_TASKS TO COMPLETE_.
a – According to the blog post about a working mom and a homemaker, which two women seem to be chatting in your head on some days?
b – Reproduce the blog post on a working mom and a homemaker word for word, starting at "Professional – The" and ending at "mornings a week!?".

_DOCUMENT EXTRACT_.
— START —

BRAZIL: Dialogues Between a Working Mom and a Homemaker

BRAZIL: Dialogues Between a Working Mom and a Homemaker

andrea_dialoguesMany women nowadays have to split their time between a full time job and their kids (and their husband, and taking care of their home, and and and…). Another group of women is able to work from home, at least part of the time, or to work some at home and some in the office. If you, like me, are in this second group, some days it might seem like there are two women chatting in your head, the Professional working mom and the Homemaker. For me, a typical work day outside of the home goes more or less like this…

Professional – Oh my gosh it is so great to be able to get some work done in peace! I love to work!
Homemaker – The kids are growing up so fast… soon they will be teens and won’t even want to look at you!
Professional – The kids need to see their mother working and doing something she likes.
Homemaker – Come on, don’t be cynical, you don’t even like your job that much! It’s just a way to escape the kids a bit!
Professional (ignoring the Homemaker) – If only I could work outside of home for more days I could get sooooo much done!! My career would skyrocket! Maybe I should put the three-year old in play school next semester.  Imagine, working in peace five mornings a week!?

— END —

_DATASET_.
— START —

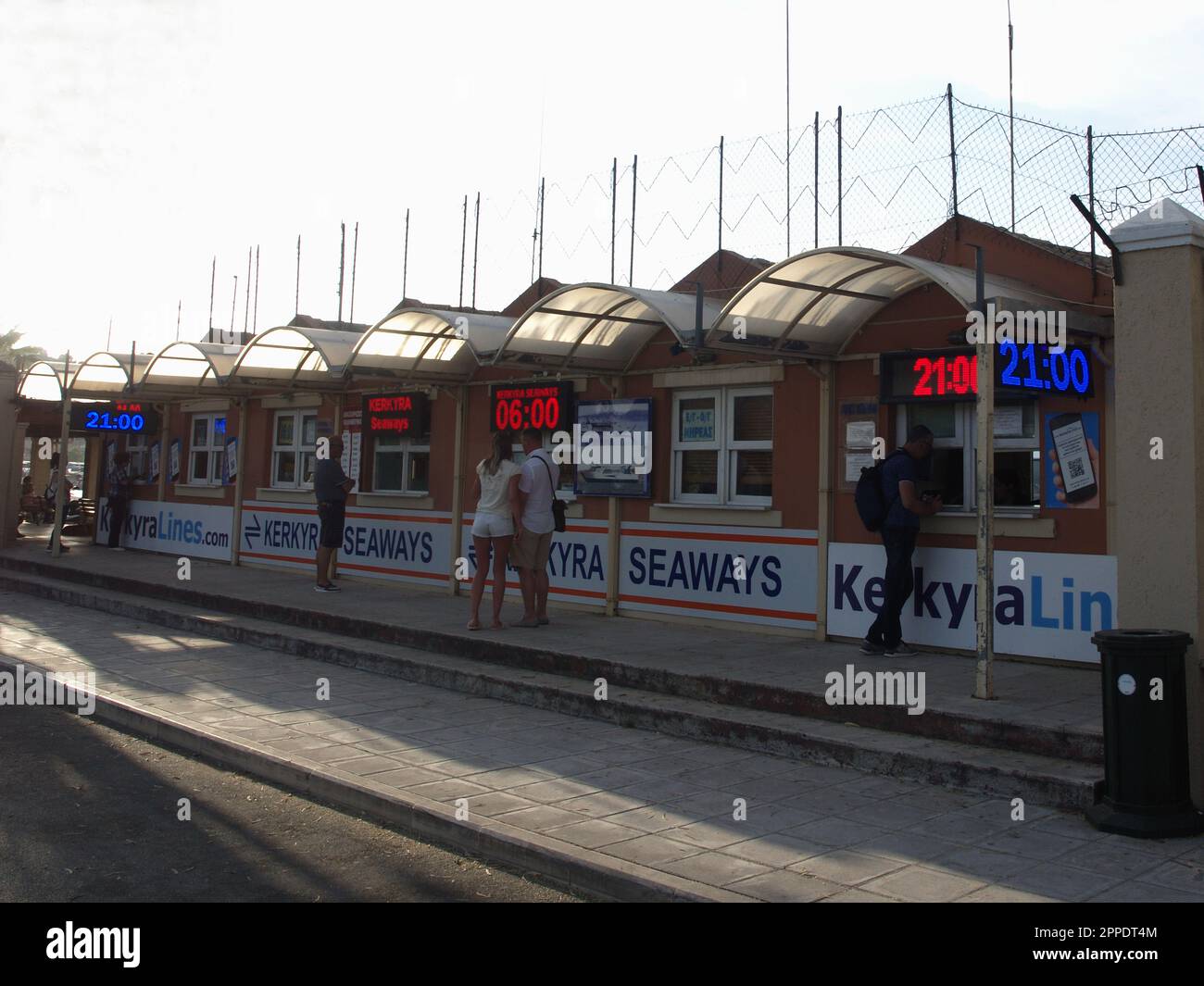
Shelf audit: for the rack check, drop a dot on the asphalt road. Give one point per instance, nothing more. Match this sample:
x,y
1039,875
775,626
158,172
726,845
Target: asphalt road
x,y
89,814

— END —

_ANSWERS TO THE TASKS_.
a – The Professional working mom and the Homemaker.

b –
Professional – The kids need to see their mother working and doing something she likes.
Homemaker – Come on, don’t be cynical, you don’t even like your job that much! It’s just a way to escape the kids a bit!
Professional (ignoring the Homemaker) – If only I could work outside of home for more days I could get sooooo much done!! My career would skyrocket! Maybe I should put the three-year old in play school next semester.  Imagine, working in peace five mornings a week!?